◆ **Objetivo do exercício**:
Reproduza, sem alterar nada, tudo o que vai de "Montei uma mesa" até "dancinha de satsisfação." no relato sobre o churrasco.

◆ **Trecho do documento**:
Passou-se uma hora. Ou duas. Ninguém sabe. Eu não tivera notícias do marido, mas acreditava que ele voltaria para o almoço e achei que poderia já deixar tudo preparado.

Voltamos para casa, areia nos pés, nos cabelos, pele quente, como quem volta da praia. Sunguinha e biquini e crianças na piscininha.

Olhei para a churrasqueira. Ela olhou de volta com ares desafiadores. Desde que lera Cooked, do Michael Pollan, em que ele apontava o fato de que churrasco parecia ser universalmente um campo da cozinha relegado aos homens, eu andava com vontade de aprender a pilotar a churrasqueira. Sabe como é. Controladora como sou, não gosto de depender de ninguém, e é da minha natureza gostar de aprender coisas novas.

Allex já me ensinara os macetes uma vez, mas fora aquele meu churrasco supervisionado, eu nunca mais me aventurara realmente sozinha.

Montei uma mesa com algumas castanhas e pepinos fatiados para as crianças, rasguei o saco do carvão e saltei para o precipício.

A churrasqueira foi resistente. Ela parecia não apreciar a configuração de carvão que eu criara e demorou bem uns vinte minutos e umas quatro tentativas para então render-se a minhas mãos femininas e permitir que aquele fogo crepitasse como se deve. Não contive uma pequena dancinha de satsisfação.

Minha dancinha é interrompida por um recado do marido, dizendo que vai ficar por lá dando apoio aos amigos, o que considero apropriado.

Bom...

O fogo está aceso. As crianças estão contentes.

Churrasco de menina, então. ;)

Entrei para apanhar uma cerveja e uma abobrinha em fatias finas e ri de meu reflexo na janela, aquela mulher meio descabelada, de avental florido e pó de carvão tão uniformemente espalhado por meus braços e rosto que eu parecia ter saído de uma mina.

Coloquei as abobrinhas na grelha para testar o fogo. Pois sempre que Allex acende o fogo, é isso que faço: uso as labaredas mais altas para grelhar as abobrinhas, e quando elas estão prontas, o calor está bom para entrarem os primeiros espetos de queijo-coalho.

(Linhas extraídas)
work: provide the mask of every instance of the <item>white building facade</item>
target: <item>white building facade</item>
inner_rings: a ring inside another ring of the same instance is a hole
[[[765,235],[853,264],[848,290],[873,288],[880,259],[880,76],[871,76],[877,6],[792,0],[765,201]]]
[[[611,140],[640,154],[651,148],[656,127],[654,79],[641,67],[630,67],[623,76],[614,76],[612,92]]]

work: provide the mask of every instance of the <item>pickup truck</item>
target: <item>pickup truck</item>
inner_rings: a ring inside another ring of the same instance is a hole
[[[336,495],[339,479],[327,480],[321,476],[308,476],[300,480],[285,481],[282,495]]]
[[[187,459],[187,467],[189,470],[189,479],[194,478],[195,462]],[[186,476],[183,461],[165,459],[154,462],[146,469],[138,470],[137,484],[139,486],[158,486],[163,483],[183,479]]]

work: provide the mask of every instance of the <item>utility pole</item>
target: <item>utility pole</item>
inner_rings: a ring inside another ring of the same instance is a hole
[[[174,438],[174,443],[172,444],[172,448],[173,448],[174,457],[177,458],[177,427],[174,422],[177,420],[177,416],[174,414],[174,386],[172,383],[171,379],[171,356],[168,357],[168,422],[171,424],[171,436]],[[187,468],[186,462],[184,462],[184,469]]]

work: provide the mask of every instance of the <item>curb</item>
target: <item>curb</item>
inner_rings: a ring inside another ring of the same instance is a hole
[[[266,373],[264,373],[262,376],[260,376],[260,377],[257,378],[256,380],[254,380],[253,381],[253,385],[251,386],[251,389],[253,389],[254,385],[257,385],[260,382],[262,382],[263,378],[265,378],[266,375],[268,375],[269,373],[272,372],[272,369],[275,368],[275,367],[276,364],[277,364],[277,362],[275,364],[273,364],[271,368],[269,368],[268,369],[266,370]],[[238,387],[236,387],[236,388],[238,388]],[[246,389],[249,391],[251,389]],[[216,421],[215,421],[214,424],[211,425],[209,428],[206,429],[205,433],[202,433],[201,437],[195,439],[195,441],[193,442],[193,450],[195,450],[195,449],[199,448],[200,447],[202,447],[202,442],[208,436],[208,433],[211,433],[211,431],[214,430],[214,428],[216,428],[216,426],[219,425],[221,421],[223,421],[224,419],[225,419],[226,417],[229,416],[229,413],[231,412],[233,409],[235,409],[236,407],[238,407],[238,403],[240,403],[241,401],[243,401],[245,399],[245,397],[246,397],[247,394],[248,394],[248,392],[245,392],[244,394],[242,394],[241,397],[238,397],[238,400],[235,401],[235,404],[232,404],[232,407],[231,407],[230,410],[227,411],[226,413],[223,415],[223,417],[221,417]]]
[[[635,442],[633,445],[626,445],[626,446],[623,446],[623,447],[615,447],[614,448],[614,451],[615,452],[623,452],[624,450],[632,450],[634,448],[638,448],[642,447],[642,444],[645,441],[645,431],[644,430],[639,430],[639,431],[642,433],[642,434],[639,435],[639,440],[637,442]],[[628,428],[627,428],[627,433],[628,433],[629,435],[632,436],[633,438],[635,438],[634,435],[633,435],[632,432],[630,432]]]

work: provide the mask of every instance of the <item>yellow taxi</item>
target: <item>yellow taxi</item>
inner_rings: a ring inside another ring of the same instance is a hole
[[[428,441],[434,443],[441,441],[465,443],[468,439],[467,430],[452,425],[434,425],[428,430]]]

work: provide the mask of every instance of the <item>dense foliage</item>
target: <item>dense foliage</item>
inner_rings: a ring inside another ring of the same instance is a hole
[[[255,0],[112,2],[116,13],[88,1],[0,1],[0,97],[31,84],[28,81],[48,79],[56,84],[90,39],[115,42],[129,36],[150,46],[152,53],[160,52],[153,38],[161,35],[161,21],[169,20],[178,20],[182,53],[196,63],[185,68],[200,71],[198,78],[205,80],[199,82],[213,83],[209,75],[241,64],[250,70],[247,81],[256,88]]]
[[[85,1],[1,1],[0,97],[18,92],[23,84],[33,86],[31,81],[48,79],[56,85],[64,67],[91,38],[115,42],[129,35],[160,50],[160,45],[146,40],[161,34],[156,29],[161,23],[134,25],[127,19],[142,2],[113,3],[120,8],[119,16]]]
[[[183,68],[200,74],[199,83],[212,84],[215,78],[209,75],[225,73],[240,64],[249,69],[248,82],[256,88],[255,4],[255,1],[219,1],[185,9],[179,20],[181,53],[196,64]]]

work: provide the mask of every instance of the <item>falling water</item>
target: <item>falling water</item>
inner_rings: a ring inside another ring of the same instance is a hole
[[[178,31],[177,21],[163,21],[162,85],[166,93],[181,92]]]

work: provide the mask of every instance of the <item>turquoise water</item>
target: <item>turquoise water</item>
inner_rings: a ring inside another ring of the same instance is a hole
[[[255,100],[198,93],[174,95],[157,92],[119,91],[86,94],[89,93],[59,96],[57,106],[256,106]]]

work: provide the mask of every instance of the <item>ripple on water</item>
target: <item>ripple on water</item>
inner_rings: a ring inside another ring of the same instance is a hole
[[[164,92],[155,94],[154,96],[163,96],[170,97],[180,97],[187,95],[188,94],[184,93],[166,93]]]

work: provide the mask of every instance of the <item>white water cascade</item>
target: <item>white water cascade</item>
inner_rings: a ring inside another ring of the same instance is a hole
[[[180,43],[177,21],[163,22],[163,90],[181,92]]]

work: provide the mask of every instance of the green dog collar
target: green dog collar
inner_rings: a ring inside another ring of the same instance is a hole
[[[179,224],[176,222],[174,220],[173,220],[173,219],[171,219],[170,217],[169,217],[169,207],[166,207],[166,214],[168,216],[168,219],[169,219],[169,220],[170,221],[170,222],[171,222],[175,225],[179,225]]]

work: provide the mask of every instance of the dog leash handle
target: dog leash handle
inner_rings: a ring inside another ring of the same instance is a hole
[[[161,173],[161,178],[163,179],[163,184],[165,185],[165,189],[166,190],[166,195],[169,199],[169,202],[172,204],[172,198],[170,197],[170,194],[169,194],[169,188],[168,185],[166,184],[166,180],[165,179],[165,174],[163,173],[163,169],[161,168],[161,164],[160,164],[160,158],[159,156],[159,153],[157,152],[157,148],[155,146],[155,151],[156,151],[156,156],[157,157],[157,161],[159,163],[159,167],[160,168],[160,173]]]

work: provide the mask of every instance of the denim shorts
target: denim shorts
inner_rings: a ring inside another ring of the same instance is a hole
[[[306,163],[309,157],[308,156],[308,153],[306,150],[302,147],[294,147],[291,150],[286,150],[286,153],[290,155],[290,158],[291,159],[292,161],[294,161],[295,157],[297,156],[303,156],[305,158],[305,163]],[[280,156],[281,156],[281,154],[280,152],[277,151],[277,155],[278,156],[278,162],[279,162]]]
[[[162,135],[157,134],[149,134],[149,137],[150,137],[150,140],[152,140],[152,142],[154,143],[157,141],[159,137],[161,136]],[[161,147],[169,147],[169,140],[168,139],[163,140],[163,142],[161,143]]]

◆ **O resultado**:
Montei uma mesa com algumas castanhas e pepinos fatiados para as crianças, rasguei o saco do carvão e saltei para o precipício.

A churrasqueira foi resistente. Ela parecia não apreciar a configuração de carvão que eu criara e demorou bem uns vinte minutos e umas quatro tentativas para então render-se a minhas mãos femininas e permitir que aquele fogo crepitasse como se deve. Não contive uma pequena dancinha de satsisfação.